[TAREFAS A REALIZAR]
a – De acordo com o trecho sobre saúde mental no trabalho, que prática consciente pode favorecer a saúde mental nas organizações?
b – Prossiga o trecho sobre saúde mental no trabalho a partir do ponto em que ele se encerra.

Líderes conscientes sabem que o medo, o foco excessivo em produtividade e resultados, a fragmentação dos laços afetivos, assédio moral, dentre outros, são fatores de adoecimento no trabalho. Afinal, “Amor e Cuidado” é uma de suas competências. Portanto, para que se possa colocar em prática o pilar da Liderança Consciente nas organizações, deve-se perguntar o que no trabalho pode ser apontado como fonte de nocividade à saúde dos colaboradores. O trabalho não pode ser uma negatividade da vida, mas, muito pelo contrário, é sua expressão. Quando criativo, possibilita uma estruturação positiva da identidade, aumentando a resiliência das pessoas às várias formas de desequilíbrios físicos e mentais. Dessa maneira o trabalho pode ser mediador entre saúde e doença. Infelizmente, o capitalismo tradicional, baseado na teoria de shareholders e com sua relação utilitarista frente aos “recursos humanos” não permitiu/permite que isto aconteça. Assim sendo, é preciso atuar na questão de saúde mental no trabalho de forma mais ampla e consciente. Como bem nos lembra Raj Sisodia (2020), “Se você não escolhe conscientemente ser parte da cura, você será parte da dor”.

Uma das principais formas de sofrimento no trabalho é o esvaziamento de seu conteúdo significativo. Isto acontece, principalmente, na ausência de flexibilidade da organização do trabalho. Ações de cuidado, segurança e saúde são necessárias, mas não são suficientes por si só. O espaço de autonomia e autorrealização é um fator de proteção bastante relevante para a saúde mental nas empresas. As pessoas, na construção de suas identidades no trabalho, precisam se sentir autoras. Assim sendo, uma prática consciente que pode contribuir para o favorecimento da saúde mental nas organizações é o Job Crafting.

Job Crafting é aquilo que os indivíduos fazem para redesenhar seus próprios trabalhos, de forma a fomentar seu engajamento e satisfação no trabalho, bem como a resiliência e o florescimento. Como o próprio nome diz é um artesanato, um talhar/esculpir o próprio trabalho para que ele fique mais à maneira de quem o realiza. Isto pode acontecer de três formas:

1.Task Crafting: os indivíduos mudam o tipo, o número ou a natureza das tarefas que fazem.

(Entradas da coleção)
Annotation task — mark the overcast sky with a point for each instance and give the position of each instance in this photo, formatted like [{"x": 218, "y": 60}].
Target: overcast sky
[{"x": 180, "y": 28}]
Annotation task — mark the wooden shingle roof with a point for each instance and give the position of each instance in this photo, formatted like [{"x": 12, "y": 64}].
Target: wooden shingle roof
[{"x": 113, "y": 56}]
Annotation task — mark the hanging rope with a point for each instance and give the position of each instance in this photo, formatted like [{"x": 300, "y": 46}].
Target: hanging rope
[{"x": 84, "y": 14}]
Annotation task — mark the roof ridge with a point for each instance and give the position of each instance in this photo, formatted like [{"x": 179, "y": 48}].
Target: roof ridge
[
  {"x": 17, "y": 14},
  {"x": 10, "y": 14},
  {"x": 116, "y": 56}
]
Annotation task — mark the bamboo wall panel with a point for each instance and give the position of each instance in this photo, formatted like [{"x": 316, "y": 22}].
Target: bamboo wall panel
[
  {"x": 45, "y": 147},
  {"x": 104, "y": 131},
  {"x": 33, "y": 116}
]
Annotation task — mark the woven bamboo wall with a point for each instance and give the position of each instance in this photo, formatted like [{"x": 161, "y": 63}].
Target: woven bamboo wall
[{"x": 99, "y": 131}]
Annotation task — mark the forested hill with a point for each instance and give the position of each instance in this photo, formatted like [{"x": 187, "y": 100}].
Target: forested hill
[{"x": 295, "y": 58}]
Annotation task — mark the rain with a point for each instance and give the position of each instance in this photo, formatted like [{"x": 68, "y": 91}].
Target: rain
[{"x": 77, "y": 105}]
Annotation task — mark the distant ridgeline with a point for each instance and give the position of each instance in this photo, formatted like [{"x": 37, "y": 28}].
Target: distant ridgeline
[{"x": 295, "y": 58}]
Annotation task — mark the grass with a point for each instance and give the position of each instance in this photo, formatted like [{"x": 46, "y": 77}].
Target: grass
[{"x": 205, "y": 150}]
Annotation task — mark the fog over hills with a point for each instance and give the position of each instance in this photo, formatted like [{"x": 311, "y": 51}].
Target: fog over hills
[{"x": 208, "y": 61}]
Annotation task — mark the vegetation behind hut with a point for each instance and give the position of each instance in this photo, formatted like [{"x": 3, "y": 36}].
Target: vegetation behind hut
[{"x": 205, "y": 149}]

[RESPOSTAS POR ITEM]
a – O Job Crafting.

b –
2. Relational Crafting: os indivíduos mudam a natureza das interações, dos relacionamentos que têm no trabalho, de forma a mudar como pensam sobre o significado de seu trabalho.

3. Cognitive Crafting: os indivíduos mudam a forma como percebem suas tarefas e seu significado.

São exemplos de ações que envolvem aspectos de Job Crafting:

Delineamento de funções mais flexíveis;

Estímulo a inovações de processos;

PDI (Plano de Desenvolvimento Individual) que consideram também os interesses dos profissionais e não apenas os da organização;

Metas estratégicas que sejam desafiadoras em termos de criatividade;

Intervenções e exercícios específicos de Job Crafting, etc.

O Job Crafting influencia a forma como as pessoas de fato vivenciam seus trabalhos (o que, como, quando, e com quem ele é realizado). Ele muda o sentido e o propósito do trabalho, dando às pessoas a oportunidade de ter seu próprio impacto agêntico sobre sua contribuição para a organização, para a sociedade e sobre o papel do trabalho na sua vida.

Na medida em que cria sentido para o trabalho, é um caminho importante para a saúde mental e felicidade de todos nas organizações. Cabe salientar que o Job Crafting acontece em todos os locais, quer seja estimulado, ignorado ou proibido. Portanto, para que seja de fato uma prática consciente é necessário que seja um processo intencional, planejado e pautado na interseção do propósito maior da organização com os propósitos dos indivíduos que a ela pertencem.